* START Data provided *

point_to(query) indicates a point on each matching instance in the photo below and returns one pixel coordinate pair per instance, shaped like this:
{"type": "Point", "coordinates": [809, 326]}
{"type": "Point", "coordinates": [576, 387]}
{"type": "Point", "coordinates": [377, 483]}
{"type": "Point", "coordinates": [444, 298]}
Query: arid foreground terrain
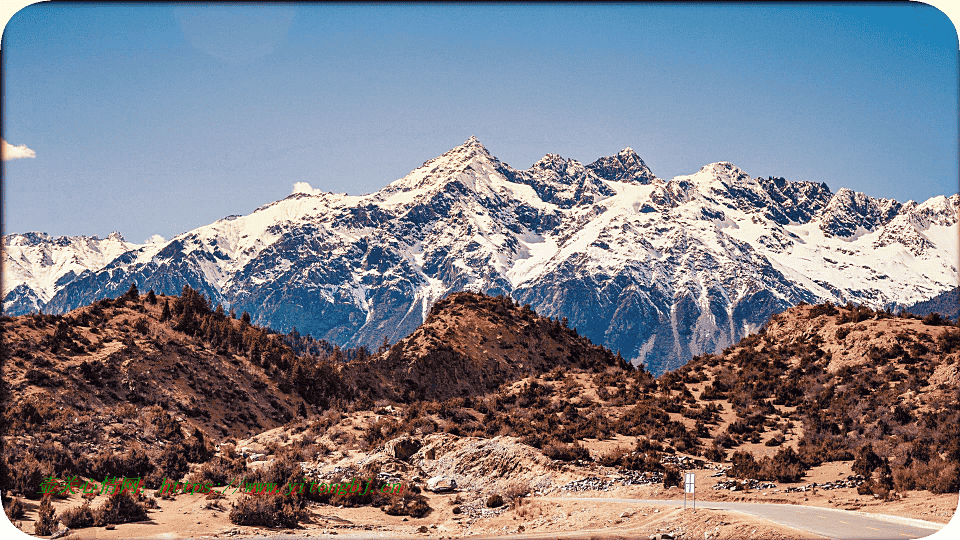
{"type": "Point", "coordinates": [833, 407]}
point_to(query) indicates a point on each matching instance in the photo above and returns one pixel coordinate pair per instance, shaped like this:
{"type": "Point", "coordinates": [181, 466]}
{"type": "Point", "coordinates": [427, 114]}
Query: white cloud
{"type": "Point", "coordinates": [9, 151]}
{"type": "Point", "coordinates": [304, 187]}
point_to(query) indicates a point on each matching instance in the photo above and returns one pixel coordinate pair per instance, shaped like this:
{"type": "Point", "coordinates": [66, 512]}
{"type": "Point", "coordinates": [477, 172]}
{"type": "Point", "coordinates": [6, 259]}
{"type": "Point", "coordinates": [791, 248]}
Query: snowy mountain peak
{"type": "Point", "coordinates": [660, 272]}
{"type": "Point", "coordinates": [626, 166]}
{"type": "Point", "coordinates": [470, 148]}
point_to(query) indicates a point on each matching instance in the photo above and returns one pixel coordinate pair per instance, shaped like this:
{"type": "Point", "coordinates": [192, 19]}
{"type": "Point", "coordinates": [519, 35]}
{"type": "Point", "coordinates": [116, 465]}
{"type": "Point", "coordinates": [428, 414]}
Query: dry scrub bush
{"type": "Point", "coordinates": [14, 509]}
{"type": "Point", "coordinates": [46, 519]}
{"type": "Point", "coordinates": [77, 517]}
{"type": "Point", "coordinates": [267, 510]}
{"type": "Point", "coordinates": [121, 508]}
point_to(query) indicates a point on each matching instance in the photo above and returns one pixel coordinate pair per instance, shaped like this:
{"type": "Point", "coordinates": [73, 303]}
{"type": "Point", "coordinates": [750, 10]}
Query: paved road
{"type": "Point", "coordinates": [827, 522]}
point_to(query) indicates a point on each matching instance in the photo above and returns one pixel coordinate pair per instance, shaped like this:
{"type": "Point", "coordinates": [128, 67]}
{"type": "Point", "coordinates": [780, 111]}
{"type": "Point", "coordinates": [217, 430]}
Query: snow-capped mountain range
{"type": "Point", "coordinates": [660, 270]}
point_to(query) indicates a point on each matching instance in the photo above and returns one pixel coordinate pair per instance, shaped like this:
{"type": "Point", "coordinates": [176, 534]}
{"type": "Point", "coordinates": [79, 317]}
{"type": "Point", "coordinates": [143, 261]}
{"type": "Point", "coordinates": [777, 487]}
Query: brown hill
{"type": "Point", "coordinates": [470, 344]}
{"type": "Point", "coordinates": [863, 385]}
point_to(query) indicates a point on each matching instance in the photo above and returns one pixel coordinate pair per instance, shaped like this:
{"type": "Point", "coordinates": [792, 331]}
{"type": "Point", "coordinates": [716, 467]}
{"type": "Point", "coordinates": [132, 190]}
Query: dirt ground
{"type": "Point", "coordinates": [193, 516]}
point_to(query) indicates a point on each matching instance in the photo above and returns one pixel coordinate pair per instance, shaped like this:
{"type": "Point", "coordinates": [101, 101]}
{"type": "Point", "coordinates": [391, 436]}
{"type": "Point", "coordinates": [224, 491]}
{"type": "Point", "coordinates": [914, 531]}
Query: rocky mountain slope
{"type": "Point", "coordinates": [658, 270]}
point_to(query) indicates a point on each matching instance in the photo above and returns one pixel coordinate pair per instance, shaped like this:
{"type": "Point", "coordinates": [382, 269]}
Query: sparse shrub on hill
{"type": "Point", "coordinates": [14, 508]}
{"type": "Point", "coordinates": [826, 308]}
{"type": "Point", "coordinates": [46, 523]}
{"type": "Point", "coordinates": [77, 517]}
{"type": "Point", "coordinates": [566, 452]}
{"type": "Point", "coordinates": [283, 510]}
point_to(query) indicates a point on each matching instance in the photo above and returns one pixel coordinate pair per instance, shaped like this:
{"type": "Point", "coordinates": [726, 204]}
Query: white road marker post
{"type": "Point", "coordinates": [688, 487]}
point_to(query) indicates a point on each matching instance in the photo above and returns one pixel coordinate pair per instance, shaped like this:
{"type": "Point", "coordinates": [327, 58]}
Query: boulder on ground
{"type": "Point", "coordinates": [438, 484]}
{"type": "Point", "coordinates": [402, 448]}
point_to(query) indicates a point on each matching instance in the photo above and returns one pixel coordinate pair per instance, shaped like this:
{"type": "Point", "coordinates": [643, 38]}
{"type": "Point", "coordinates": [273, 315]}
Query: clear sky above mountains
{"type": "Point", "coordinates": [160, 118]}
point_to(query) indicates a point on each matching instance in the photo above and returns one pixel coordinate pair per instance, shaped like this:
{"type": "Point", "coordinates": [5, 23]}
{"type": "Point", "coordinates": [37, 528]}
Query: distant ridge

* END Data provided *

Leave images out of the retyped records; keep all else exact.

point_to(query) indicates a point on each matching instance in the photo below and returns one pixel coordinate pair per instance, shaped like this:
{"type": "Point", "coordinates": [809, 326]}
{"type": "Point", "coordinates": [576, 387]}
{"type": "Point", "coordinates": [377, 483]}
{"type": "Point", "coordinates": [444, 298]}
Query: arid foreground terrain
{"type": "Point", "coordinates": [833, 407]}
point_to(query) indicates a point on each matching instance in the photo above and returns one pixel coordinate pair per instance, shaped like this:
{"type": "Point", "coordinates": [181, 466]}
{"type": "Point", "coordinates": [427, 114]}
Query: white cloud
{"type": "Point", "coordinates": [9, 151]}
{"type": "Point", "coordinates": [304, 187]}
point_to(query) indicates a point on each matching instance in the photo above and returns one pixel coordinate pair per instance, shaped like this:
{"type": "Point", "coordinates": [66, 512]}
{"type": "Point", "coordinates": [477, 172]}
{"type": "Point", "coordinates": [6, 259]}
{"type": "Point", "coordinates": [791, 248]}
Query: snowy mountain peak
{"type": "Point", "coordinates": [660, 272]}
{"type": "Point", "coordinates": [626, 166]}
{"type": "Point", "coordinates": [470, 148]}
point_to(query) indicates a point on each matching instance in the photo above and returns one pixel coordinate pair per instance, shaped like this:
{"type": "Point", "coordinates": [192, 19]}
{"type": "Point", "coordinates": [519, 35]}
{"type": "Point", "coordinates": [116, 465]}
{"type": "Point", "coordinates": [428, 414]}
Query: dry scrub bush
{"type": "Point", "coordinates": [14, 509]}
{"type": "Point", "coordinates": [46, 519]}
{"type": "Point", "coordinates": [77, 517]}
{"type": "Point", "coordinates": [267, 510]}
{"type": "Point", "coordinates": [121, 508]}
point_to(query) indicates a point on each matching instance in the photo above and returns one pixel coordinate pair per instance, shaped like this:
{"type": "Point", "coordinates": [73, 303]}
{"type": "Point", "coordinates": [750, 10]}
Query: paved road
{"type": "Point", "coordinates": [827, 522]}
point_to(query) indicates a point on each matching instance in the photo above and returns one pixel coordinate pair per instance, shaped like this:
{"type": "Point", "coordinates": [128, 67]}
{"type": "Point", "coordinates": [780, 111]}
{"type": "Point", "coordinates": [217, 430]}
Query: snow-capped mountain range
{"type": "Point", "coordinates": [660, 270]}
point_to(query) indicates a point on each matching instance in the photo above and returns one pixel coordinate pair per instance, shaped like this:
{"type": "Point", "coordinates": [176, 534]}
{"type": "Point", "coordinates": [79, 317]}
{"type": "Point", "coordinates": [143, 261]}
{"type": "Point", "coordinates": [777, 487]}
Query: brown hill
{"type": "Point", "coordinates": [470, 344]}
{"type": "Point", "coordinates": [863, 385]}
point_to(query) indicates a point on each matching instance in the photo above and returns one pixel coordinate pair per instance, shaped like this:
{"type": "Point", "coordinates": [792, 331]}
{"type": "Point", "coordinates": [716, 467]}
{"type": "Point", "coordinates": [132, 190]}
Query: dirt ground
{"type": "Point", "coordinates": [193, 516]}
point_to(query) indicates a point on each matching instance in the photo above and returns one pixel coordinate pair per instance, shaped like this:
{"type": "Point", "coordinates": [101, 101]}
{"type": "Point", "coordinates": [391, 436]}
{"type": "Point", "coordinates": [224, 491]}
{"type": "Point", "coordinates": [914, 531]}
Query: rocky mountain slope
{"type": "Point", "coordinates": [658, 270]}
point_to(query) indicates a point on each matching instance in the photo above and returns one pixel coordinate pair per instance, shaped like this:
{"type": "Point", "coordinates": [382, 269]}
Query: sparse shrub on hill
{"type": "Point", "coordinates": [14, 508]}
{"type": "Point", "coordinates": [826, 308]}
{"type": "Point", "coordinates": [46, 523]}
{"type": "Point", "coordinates": [77, 517]}
{"type": "Point", "coordinates": [566, 452]}
{"type": "Point", "coordinates": [283, 510]}
point_to(query) indicates a point on each matching instance in the photo above and returns one pixel coordinate pair per instance, shaped like this:
{"type": "Point", "coordinates": [726, 204]}
Query: white road marker post
{"type": "Point", "coordinates": [688, 487]}
point_to(query) indicates a point on each matching instance in the photo above and returns one pixel coordinate pair per instance, shaped like this:
{"type": "Point", "coordinates": [327, 58]}
Query: boulder on ground
{"type": "Point", "coordinates": [438, 484]}
{"type": "Point", "coordinates": [402, 448]}
point_to(query) indicates a point on each matching instance in the photo above and returns one pixel coordinate pair per instance, shaped like this:
{"type": "Point", "coordinates": [643, 38]}
{"type": "Point", "coordinates": [273, 315]}
Query: clear sky above mountains
{"type": "Point", "coordinates": [160, 118]}
point_to(query) indicates a point on each matching instance in the photo above and returns one pixel coordinate pair per instance, shaped like this:
{"type": "Point", "coordinates": [5, 23]}
{"type": "Point", "coordinates": [37, 528]}
Query: distant ridge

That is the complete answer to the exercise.